** Texte du document **
Annexe 2 : article sur la gestion des
résultats
Extrait d'interview :
Enseignante-chercheuse en sciences de gestion, Marie-Anne
Verdier appelle à examiner les comptes des entreprises au-delà
des discours de communication.
Marie-Anne Verdier, Enseignante-chercheuse au
LGCO (université de Toulouse-III)
Comment des entreprises peuvent-elles présenter des
résultats qui semblent mauvais sur le plan comptable si elles ne sont
pas en difficulté économique?

** Consigne A **
Les affirmations suivantes sont-elles conformes à l'extrait d'interview ? Répondez par oui ou par non à chacune et citez mot pour mot les termes qui tranchent. (i) Marie-Anne Verdier est enseignante-chercheuse en sciences de gestion. (ii) Elle exerce à l'université de Toulouse-III. (iii) Elle invite à s'en tenir aux discours de communication des entreprises.
** Consigne B **
Traduisez en anglais cette phrase de l'extrait d'interview : « Comment des entreprises peuvent-elles présenter des résultats qui semblent mauvais sur le plan comptable si elles ne sont pas en difficulté économique? »
** Consigne C **
Recopiez sans modification le passage de l'extrait d'interview qui va de « Annexe 2 : article » jusqu'à « en difficulté économique? » inclus.

** Extrait de données **
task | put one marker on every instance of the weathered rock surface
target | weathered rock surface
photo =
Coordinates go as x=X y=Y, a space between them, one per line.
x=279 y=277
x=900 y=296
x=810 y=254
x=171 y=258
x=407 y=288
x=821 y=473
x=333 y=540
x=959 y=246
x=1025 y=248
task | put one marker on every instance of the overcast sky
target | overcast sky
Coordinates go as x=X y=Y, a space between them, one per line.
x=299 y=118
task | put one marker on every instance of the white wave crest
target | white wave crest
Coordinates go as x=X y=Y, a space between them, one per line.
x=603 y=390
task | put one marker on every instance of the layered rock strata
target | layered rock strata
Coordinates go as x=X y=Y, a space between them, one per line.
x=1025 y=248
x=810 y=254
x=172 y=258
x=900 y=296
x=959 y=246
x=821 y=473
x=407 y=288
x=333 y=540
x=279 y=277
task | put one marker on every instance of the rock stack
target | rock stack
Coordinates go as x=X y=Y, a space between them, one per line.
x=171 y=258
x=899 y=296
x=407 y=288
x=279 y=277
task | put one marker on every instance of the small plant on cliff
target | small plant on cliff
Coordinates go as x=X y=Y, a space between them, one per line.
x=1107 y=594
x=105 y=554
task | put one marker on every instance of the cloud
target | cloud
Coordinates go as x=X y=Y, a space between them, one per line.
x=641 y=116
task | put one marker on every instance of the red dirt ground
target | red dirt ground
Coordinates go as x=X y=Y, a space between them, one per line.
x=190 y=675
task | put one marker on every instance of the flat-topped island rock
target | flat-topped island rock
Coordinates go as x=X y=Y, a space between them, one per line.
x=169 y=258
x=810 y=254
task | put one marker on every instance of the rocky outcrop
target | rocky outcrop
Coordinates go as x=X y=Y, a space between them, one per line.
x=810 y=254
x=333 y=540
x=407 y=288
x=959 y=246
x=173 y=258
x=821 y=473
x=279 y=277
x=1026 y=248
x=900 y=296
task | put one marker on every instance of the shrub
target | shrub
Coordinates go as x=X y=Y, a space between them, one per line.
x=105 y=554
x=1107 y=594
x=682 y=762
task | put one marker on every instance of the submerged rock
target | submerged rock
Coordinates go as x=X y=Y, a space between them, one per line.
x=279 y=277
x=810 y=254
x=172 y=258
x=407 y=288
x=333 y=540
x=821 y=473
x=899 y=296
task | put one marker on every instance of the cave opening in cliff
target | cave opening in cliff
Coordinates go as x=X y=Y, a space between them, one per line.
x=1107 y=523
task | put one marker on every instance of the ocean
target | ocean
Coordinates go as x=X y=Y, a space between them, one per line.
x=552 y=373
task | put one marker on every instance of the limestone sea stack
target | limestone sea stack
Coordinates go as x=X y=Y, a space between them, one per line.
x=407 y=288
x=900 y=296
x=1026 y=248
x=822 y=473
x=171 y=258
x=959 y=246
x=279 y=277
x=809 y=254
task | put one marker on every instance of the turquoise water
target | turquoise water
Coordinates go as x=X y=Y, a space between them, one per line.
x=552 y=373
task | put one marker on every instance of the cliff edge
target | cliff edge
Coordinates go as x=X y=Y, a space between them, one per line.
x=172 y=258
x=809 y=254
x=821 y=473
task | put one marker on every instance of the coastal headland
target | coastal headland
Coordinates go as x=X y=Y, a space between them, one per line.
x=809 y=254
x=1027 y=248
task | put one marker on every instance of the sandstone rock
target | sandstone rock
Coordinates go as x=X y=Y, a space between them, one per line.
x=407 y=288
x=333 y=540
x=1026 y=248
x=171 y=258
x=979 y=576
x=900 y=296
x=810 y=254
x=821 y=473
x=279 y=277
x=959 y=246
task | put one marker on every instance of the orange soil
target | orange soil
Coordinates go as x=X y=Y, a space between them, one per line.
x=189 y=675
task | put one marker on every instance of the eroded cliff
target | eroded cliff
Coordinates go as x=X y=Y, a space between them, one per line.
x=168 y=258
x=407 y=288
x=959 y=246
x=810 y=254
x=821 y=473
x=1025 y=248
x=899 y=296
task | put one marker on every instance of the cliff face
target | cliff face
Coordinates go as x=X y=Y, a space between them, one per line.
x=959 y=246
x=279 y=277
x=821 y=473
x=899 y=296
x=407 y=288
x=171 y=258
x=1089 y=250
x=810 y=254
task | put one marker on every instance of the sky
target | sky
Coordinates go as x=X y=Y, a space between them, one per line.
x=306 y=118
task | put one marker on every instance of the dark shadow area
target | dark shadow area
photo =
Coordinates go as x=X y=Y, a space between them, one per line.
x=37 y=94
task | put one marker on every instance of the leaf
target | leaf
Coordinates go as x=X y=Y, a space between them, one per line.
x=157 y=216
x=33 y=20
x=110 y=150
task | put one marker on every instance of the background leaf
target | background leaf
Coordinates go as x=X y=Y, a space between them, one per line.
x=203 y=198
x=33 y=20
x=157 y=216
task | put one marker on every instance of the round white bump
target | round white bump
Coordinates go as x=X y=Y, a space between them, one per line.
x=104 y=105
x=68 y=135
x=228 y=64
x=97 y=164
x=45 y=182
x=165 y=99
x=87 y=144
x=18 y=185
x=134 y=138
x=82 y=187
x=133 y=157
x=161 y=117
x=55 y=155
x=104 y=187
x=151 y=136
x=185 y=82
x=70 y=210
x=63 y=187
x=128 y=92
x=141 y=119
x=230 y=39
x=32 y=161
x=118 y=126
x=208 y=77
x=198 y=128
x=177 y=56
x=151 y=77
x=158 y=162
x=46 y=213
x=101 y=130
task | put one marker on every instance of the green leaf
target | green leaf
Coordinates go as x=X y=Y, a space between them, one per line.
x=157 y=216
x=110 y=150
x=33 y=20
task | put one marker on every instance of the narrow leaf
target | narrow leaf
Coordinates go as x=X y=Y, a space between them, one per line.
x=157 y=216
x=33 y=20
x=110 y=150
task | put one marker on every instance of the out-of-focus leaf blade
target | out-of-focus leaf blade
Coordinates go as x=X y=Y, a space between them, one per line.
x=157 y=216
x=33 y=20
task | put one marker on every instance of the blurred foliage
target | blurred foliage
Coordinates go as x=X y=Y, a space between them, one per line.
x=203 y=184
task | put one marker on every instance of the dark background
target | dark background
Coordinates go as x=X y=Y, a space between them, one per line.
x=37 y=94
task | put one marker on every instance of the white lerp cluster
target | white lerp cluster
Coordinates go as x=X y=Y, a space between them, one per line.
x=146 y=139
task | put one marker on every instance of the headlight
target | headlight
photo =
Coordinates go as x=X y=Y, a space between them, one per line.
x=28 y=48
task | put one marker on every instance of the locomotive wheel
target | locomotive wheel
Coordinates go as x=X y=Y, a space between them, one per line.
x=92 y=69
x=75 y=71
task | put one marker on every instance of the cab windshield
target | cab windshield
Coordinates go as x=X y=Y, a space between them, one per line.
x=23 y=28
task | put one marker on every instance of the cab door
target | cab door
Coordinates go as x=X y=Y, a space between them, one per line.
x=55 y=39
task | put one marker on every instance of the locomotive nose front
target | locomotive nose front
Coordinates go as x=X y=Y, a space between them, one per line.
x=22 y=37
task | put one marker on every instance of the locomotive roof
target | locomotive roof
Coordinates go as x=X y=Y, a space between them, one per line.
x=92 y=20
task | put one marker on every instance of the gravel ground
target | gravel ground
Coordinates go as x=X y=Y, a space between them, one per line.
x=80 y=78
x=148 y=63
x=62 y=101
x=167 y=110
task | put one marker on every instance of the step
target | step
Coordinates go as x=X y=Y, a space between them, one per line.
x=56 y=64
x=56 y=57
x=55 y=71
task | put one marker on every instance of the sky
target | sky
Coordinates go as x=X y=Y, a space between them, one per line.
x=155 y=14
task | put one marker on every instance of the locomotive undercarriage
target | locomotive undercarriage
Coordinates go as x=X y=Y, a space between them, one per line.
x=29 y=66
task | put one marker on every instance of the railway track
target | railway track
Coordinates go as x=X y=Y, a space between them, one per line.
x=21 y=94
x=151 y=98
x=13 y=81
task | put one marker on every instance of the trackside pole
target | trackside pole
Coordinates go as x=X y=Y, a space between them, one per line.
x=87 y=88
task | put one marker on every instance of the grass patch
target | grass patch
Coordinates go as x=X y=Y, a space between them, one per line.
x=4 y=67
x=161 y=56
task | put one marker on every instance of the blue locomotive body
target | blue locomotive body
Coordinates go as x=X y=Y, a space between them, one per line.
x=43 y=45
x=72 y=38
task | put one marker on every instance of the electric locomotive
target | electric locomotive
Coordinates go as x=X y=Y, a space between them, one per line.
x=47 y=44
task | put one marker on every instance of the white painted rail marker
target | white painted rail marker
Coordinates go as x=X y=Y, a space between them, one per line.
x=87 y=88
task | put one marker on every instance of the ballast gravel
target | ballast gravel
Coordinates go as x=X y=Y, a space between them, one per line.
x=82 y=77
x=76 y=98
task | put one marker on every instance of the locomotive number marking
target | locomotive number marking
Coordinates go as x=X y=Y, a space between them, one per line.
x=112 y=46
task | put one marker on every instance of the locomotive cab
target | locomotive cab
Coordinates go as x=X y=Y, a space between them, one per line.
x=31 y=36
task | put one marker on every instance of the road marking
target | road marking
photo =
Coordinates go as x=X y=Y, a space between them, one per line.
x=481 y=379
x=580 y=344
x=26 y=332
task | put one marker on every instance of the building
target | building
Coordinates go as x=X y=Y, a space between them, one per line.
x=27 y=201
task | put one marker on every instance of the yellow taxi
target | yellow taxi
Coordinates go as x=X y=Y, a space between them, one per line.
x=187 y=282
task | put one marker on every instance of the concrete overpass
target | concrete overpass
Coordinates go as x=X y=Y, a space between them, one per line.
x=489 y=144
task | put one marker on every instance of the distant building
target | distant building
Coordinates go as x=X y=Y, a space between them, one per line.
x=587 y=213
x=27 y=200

** Corrigé A **
(i) Oui : « Enseignante-chercheuse en sciences de gestion, Marie-Anne Verdier ».
(ii) Oui : « LGCO (université de Toulouse-III) ».
(iii) Non : « appelle à examiner les comptes des entreprises au-delà des discours de communication ».

** Corrigé B **
How can companies report results that appear poor from an accounting standpoint if they are not in economic difficulty?

** Corrigé C **
Annexe 2 : article sur la gestion des
résultats
Extrait d'interview :
Enseignante-chercheuse en sciences de gestion, Marie-Anne
Verdier appelle à examiner les comptes des entreprises au-delà
des discours de communication.
Marie-Anne Verdier, Enseignante-chercheuse au
LGCO (université de Toulouse-III)
Comment des entreprises peuvent-elles présenter des
résultats qui semblent mauvais sur le plan comptable si elles ne sont
pas en difficulté économique?